## To be done
Transcribe only the stretch of lines that opens with the line containing "of the shirt" and closes with the last line of the listing, skipping pictures.
[Start of Exercise input]
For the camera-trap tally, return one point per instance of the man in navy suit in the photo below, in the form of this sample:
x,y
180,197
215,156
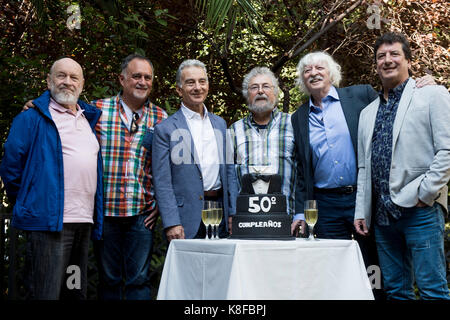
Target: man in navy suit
x,y
188,160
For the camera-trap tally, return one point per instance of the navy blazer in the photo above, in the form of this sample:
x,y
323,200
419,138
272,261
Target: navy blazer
x,y
353,99
177,177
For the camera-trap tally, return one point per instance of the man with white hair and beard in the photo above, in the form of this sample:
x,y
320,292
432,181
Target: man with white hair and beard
x,y
52,171
125,131
265,138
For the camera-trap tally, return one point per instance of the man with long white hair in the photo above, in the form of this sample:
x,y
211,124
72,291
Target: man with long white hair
x,y
325,129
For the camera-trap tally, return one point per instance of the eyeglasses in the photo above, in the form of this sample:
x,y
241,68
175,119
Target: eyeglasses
x,y
264,87
134,126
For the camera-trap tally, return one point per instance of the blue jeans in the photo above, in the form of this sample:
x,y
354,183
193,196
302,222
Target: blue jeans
x,y
412,248
124,256
48,255
336,215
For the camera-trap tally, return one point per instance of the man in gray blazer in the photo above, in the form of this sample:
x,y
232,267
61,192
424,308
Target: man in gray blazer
x,y
404,168
188,159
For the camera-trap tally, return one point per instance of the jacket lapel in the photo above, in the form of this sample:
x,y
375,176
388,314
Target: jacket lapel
x,y
304,128
351,117
181,123
369,123
402,108
220,142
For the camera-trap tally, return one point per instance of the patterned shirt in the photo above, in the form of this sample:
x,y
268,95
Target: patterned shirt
x,y
272,146
382,155
126,158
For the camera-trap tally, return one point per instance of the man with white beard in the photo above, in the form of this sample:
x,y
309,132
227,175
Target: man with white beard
x,y
264,140
52,171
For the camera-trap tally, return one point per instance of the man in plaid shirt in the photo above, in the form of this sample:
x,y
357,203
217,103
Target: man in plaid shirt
x,y
125,130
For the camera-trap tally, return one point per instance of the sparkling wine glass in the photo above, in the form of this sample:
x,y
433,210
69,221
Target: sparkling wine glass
x,y
207,212
311,215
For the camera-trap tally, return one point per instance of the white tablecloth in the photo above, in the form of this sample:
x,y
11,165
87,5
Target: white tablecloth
x,y
264,270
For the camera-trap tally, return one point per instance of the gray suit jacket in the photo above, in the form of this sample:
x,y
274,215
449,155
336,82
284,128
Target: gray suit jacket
x,y
420,166
177,177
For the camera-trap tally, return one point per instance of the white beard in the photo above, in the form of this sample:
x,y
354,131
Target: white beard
x,y
261,108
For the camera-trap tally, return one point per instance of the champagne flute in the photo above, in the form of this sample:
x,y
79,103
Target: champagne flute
x,y
311,215
206,215
219,214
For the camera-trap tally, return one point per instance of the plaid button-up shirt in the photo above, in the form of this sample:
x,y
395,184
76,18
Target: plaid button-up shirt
x,y
273,146
126,158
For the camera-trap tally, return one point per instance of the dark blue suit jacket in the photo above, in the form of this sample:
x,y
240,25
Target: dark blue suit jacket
x,y
177,176
353,99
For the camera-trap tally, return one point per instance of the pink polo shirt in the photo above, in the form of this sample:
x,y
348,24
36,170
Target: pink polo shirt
x,y
80,150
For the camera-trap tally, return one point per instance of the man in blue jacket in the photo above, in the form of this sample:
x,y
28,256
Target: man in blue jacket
x,y
52,172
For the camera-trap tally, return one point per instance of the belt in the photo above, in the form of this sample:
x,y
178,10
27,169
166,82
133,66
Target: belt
x,y
213,193
340,190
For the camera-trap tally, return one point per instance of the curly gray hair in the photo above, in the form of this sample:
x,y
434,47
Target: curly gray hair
x,y
312,58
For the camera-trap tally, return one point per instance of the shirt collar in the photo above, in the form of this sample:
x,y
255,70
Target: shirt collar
x,y
273,115
331,95
189,114
56,106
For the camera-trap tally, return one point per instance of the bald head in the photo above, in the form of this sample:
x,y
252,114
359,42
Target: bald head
x,y
65,82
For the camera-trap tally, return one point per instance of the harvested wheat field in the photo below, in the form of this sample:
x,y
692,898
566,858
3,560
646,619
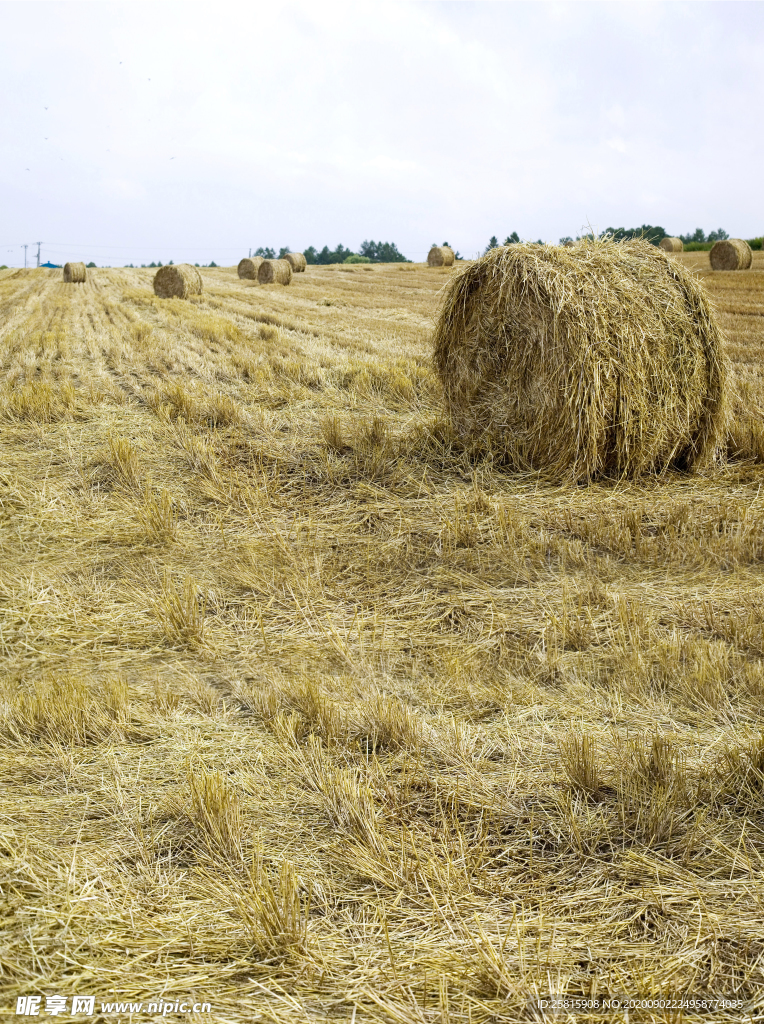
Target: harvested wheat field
x,y
316,712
[End of Exercise input]
## Complete output
For the camera-trap tally, return one point per instance of the shirt collar in the photo above, in the form of this sample:
x,y
255,70
Target: shirt collar
x,y
273,115
331,95
189,114
56,106
For the camera-trap tally, return one point per instance of the bald head in the photo above, in the form of this sample:
x,y
252,114
359,42
Target: bald head
x,y
65,82
For the camera-trap tally, return one point per instance of the harvested wheat field in the photo below, in the form of this sample:
x,y
692,898
566,858
3,560
646,619
Target: harvested wheat field
x,y
316,712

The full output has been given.